═══ Information shown ═══

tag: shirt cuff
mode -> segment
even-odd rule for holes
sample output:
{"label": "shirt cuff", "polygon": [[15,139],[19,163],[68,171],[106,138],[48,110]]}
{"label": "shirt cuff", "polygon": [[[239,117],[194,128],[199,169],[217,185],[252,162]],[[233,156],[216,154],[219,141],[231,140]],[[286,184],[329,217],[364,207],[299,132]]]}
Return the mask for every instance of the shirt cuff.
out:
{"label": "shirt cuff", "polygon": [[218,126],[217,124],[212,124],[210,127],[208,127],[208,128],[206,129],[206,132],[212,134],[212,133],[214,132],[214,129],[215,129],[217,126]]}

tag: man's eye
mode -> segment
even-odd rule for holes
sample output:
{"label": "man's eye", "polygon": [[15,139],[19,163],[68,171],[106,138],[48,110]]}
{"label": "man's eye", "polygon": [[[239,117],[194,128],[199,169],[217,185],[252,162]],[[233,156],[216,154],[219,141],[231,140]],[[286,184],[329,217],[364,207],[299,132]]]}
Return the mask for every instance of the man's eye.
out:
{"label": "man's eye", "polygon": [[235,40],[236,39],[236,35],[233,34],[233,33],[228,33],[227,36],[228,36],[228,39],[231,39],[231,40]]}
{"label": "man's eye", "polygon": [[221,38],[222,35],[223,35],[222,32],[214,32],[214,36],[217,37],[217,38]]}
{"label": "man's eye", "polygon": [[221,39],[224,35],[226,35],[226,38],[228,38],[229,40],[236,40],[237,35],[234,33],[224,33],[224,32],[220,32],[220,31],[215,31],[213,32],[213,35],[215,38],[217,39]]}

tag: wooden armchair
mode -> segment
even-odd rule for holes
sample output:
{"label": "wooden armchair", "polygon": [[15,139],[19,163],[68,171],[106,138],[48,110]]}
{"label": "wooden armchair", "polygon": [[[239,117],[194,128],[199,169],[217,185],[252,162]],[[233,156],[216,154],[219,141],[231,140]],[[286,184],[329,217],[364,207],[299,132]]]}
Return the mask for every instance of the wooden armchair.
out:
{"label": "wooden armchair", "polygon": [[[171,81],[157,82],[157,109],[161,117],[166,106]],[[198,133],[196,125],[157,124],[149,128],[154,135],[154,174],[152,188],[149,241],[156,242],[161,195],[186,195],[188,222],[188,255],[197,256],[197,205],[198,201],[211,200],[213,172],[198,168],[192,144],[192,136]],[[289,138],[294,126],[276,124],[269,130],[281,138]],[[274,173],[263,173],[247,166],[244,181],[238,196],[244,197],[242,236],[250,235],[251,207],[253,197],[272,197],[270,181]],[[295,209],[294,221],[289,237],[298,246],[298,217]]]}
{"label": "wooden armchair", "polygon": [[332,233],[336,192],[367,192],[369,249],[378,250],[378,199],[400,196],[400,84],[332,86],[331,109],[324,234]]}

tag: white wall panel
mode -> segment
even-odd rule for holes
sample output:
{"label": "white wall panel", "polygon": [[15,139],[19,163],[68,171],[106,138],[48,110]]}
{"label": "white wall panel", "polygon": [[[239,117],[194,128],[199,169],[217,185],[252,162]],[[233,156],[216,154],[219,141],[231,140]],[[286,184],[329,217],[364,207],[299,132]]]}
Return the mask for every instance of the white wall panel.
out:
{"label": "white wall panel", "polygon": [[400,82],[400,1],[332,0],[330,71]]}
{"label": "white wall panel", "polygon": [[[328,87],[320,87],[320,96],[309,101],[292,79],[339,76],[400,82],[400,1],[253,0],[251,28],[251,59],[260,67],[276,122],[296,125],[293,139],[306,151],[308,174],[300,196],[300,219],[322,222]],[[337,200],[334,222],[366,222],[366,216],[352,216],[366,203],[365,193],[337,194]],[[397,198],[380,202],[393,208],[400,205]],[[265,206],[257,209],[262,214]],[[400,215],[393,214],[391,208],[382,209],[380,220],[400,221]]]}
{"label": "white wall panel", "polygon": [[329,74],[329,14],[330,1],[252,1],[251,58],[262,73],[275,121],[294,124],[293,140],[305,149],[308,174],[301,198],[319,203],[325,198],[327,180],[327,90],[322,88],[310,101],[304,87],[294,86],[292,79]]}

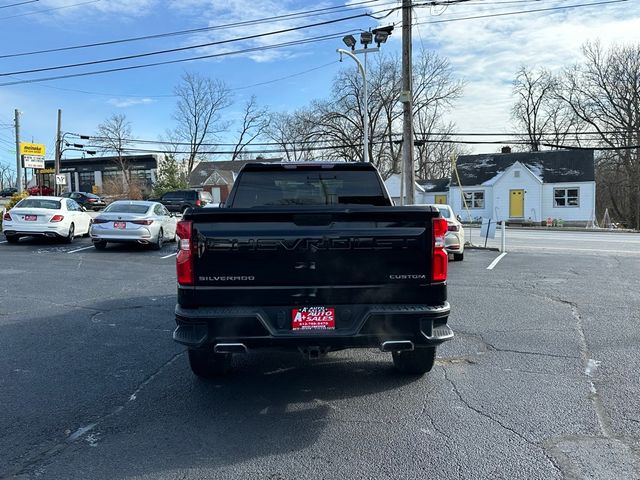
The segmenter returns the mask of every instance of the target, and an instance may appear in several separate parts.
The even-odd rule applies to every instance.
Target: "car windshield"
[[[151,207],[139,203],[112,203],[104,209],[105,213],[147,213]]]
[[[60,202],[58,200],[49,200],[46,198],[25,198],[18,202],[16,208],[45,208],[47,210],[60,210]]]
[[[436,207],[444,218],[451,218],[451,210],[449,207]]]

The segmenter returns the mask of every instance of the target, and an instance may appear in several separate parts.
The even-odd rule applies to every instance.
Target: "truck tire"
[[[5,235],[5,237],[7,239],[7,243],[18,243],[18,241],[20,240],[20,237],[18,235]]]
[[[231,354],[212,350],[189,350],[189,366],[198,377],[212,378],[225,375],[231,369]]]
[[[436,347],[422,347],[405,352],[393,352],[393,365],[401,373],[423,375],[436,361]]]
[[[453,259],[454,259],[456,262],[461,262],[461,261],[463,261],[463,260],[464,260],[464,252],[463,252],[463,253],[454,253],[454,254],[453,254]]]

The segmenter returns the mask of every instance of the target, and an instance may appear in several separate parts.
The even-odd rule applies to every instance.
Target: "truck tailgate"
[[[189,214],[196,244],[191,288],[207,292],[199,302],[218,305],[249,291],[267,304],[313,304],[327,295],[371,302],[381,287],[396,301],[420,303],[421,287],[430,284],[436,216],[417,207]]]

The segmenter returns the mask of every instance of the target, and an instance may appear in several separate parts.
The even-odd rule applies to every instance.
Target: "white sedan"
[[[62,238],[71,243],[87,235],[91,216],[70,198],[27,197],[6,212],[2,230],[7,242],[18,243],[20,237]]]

═══

About this exercise: Reproduce every record above exactly, omitting the pictures.

Task answer:
tag: shirt cuff
mode -> segment
even-odd rule for holes
sample output:
{"label": "shirt cuff", "polygon": [[15,139],[19,163],[68,171],[106,138],[48,110]]}
{"label": "shirt cuff", "polygon": [[[239,117],[194,128],[199,169],[217,185],[252,162]],[[233,156],[216,154],[219,141],[231,140]],[[286,184],[329,217],[364,207],[299,132]]]}
Return the mask for every instance of the shirt cuff.
out:
{"label": "shirt cuff", "polygon": [[218,126],[217,124],[212,124],[210,127],[208,127],[208,128],[206,129],[206,132],[212,134],[212,133],[214,132],[214,129],[215,129],[217,126]]}

tag: man's eye
mode -> segment
even-odd rule for holes
sample output:
{"label": "man's eye", "polygon": [[15,139],[19,163],[68,171],[106,138],[48,110]]}
{"label": "man's eye", "polygon": [[[239,117],[194,128],[199,169],[217,185],[252,162]],[[233,156],[216,154],[219,141],[231,140]],[[286,184],[329,217],[364,207],[299,132]]]}
Return the mask for every instance of the man's eye.
out:
{"label": "man's eye", "polygon": [[235,40],[236,39],[236,35],[233,34],[233,33],[228,33],[227,36],[228,36],[228,39],[231,39],[231,40]]}
{"label": "man's eye", "polygon": [[221,38],[222,35],[223,35],[222,32],[214,32],[214,36],[217,37],[217,38]]}
{"label": "man's eye", "polygon": [[221,39],[224,35],[226,35],[226,38],[228,38],[229,40],[236,40],[237,35],[234,33],[224,33],[224,32],[220,32],[220,31],[215,31],[213,32],[213,35],[215,38],[217,39]]}

tag: wooden armchair
mode -> segment
even-odd rule for holes
sample output:
{"label": "wooden armchair", "polygon": [[15,139],[19,163],[68,171],[106,138],[48,110]]}
{"label": "wooden armchair", "polygon": [[[239,117],[194,128],[199,169],[217,185],[252,162]],[[233,156],[216,154],[219,141],[231,140]],[[286,184],[329,217],[364,207],[299,132]]]}
Return the mask for every instance of the wooden armchair.
out:
{"label": "wooden armchair", "polygon": [[[171,81],[157,82],[157,109],[161,117],[166,106]],[[198,133],[196,125],[157,124],[149,128],[154,135],[154,174],[152,188],[149,241],[156,242],[161,195],[186,195],[188,222],[188,255],[197,256],[197,205],[198,201],[211,200],[213,172],[198,168],[192,144],[192,136]],[[289,138],[294,126],[276,124],[269,130],[281,138]],[[274,173],[263,173],[247,166],[244,181],[238,196],[244,197],[242,236],[250,235],[251,207],[253,197],[272,197],[270,181]],[[295,209],[294,221],[289,237],[298,246],[298,217]]]}
{"label": "wooden armchair", "polygon": [[332,233],[336,192],[367,192],[369,249],[378,250],[378,199],[400,196],[400,84],[332,86],[331,109],[324,234]]}

tag: white wall panel
mode -> segment
even-odd rule for holes
sample output:
{"label": "white wall panel", "polygon": [[15,139],[19,163],[68,171],[106,138],[48,110]]}
{"label": "white wall panel", "polygon": [[[239,117],[194,128],[199,169],[217,185],[252,162]],[[233,156],[216,154],[219,141],[231,140]],[[286,184],[329,217],[364,207],[299,132]]]}
Return the mask for every instance of the white wall panel.
out:
{"label": "white wall panel", "polygon": [[400,82],[400,1],[332,0],[330,71]]}
{"label": "white wall panel", "polygon": [[[328,87],[320,87],[320,96],[309,101],[292,79],[339,76],[400,82],[400,1],[253,0],[251,28],[251,59],[260,67],[276,122],[296,125],[293,139],[306,151],[308,174],[300,196],[300,219],[322,222]],[[337,200],[334,222],[366,222],[366,216],[352,216],[366,203],[365,193],[337,194]],[[397,198],[380,202],[393,208],[400,205]],[[265,206],[257,209],[262,214]],[[400,215],[393,214],[391,208],[382,209],[380,220],[400,221]]]}
{"label": "white wall panel", "polygon": [[329,74],[329,14],[330,1],[252,1],[251,58],[262,73],[275,121],[294,124],[293,140],[305,149],[308,174],[301,198],[319,203],[325,198],[327,180],[327,90],[322,88],[310,101],[304,87],[294,86],[292,79]]}

The segmenter returns the mask of every instance of the target, and an instance may appear in several separate parts.
The even-odd rule applies to every instance.
Target: "car windshield"
[[[151,207],[139,203],[112,203],[104,209],[105,213],[147,213]]]
[[[60,202],[58,200],[49,200],[46,198],[25,198],[18,202],[16,208],[45,208],[47,210],[60,210]]]
[[[436,207],[444,218],[451,218],[451,210],[449,207]]]

The segmenter returns the mask of every instance of the target, and an instance may appear in several separate parts.
The even-odd rule applies to every instance.
Target: "truck tire"
[[[5,235],[5,237],[7,239],[7,243],[18,243],[18,241],[20,240],[20,237],[18,235]]]
[[[231,354],[212,350],[189,350],[189,366],[198,377],[212,378],[225,375],[231,369]]]
[[[436,347],[422,347],[405,352],[393,352],[393,365],[401,373],[423,375],[436,361]]]
[[[453,259],[454,259],[456,262],[461,262],[461,261],[463,261],[463,260],[464,260],[464,252],[463,252],[463,253],[454,253],[454,254],[453,254]]]

The segmenter returns the mask of every instance of the target, and an instance may appear in several separate parts.
The even-odd rule applies to every instance.
Target: "truck tailgate"
[[[189,214],[196,244],[191,288],[207,292],[199,302],[218,305],[249,291],[267,304],[313,304],[327,295],[371,302],[381,287],[396,301],[420,303],[421,287],[430,284],[436,216],[417,207]]]

The segmenter returns the mask of every instance of the target, and an instance may appear in several separate parts.
The even-odd rule applies to every instance.
Target: "white sedan"
[[[62,238],[71,243],[87,235],[91,216],[70,198],[27,197],[6,212],[2,230],[7,242],[18,243],[20,237]]]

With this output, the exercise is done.